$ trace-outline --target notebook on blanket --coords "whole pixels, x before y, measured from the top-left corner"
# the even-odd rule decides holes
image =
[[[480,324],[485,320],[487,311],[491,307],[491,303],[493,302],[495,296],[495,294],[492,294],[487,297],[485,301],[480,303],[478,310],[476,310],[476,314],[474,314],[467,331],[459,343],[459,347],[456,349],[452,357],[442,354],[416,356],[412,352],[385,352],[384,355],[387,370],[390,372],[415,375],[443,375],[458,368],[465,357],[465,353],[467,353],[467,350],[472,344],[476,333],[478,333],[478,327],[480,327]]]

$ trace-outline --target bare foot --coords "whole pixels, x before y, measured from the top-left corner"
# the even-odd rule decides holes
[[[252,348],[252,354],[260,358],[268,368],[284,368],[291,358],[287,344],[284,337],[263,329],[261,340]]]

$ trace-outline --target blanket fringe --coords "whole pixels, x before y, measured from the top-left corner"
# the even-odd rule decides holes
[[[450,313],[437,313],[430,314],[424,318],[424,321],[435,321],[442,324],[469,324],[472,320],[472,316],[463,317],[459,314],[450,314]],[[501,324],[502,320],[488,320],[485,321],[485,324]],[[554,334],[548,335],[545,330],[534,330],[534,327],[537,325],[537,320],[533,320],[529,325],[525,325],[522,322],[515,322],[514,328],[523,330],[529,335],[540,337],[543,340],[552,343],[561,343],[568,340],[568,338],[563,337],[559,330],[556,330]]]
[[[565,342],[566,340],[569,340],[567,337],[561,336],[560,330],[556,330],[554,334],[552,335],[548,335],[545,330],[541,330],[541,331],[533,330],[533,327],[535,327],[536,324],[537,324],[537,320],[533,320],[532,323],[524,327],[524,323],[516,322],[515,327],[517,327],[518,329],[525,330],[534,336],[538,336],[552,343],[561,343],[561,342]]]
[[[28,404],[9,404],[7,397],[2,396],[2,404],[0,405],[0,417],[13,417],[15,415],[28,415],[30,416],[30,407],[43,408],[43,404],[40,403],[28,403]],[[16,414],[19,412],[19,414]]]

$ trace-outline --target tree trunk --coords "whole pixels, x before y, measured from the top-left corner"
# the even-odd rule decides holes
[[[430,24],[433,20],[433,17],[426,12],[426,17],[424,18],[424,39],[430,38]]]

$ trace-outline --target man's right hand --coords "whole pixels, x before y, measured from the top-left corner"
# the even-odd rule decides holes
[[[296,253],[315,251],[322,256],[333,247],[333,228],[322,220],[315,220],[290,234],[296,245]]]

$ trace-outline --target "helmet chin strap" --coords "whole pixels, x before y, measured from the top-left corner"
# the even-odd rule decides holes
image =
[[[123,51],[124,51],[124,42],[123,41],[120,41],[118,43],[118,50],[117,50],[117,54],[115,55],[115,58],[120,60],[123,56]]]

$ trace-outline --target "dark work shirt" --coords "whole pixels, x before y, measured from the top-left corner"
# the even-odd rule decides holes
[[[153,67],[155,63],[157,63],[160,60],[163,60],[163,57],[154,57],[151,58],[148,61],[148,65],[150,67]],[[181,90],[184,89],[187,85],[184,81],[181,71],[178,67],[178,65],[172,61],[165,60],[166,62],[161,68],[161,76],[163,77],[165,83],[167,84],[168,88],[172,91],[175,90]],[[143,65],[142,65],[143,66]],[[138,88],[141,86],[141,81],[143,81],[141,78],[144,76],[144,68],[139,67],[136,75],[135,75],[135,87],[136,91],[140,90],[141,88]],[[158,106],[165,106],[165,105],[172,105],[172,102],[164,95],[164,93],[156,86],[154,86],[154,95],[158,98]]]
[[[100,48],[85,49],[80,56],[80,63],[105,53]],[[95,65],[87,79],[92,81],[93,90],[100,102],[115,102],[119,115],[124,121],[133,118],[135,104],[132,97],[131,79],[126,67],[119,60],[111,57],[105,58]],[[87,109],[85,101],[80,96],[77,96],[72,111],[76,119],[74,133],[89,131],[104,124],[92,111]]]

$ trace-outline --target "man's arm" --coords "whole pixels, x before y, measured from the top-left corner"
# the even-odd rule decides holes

########################################

**Task requirements**. Which lines should be output? Exactly those from the first line of the data through the line containing "trace-outline --target bare", inclusive.

**Output for this exercise**.
$ trace-outline --target notebook on blanket --coords "whole pixels, x before y, measured from the top-left corner"
# the even-odd rule decides holes
image =
[[[480,324],[485,320],[487,311],[491,307],[491,303],[493,302],[495,296],[495,294],[492,294],[487,297],[485,301],[480,303],[478,310],[476,310],[476,314],[474,314],[467,331],[459,343],[459,347],[456,349],[452,357],[442,354],[416,356],[412,352],[385,352],[384,355],[387,370],[390,372],[415,375],[443,375],[458,368],[465,357],[465,353],[467,353],[467,350],[472,344],[476,333],[478,333],[478,327],[480,327]]]

$ trace-outline --target bare foot --coords "whole pixels, x before y, measured from the top-left corner"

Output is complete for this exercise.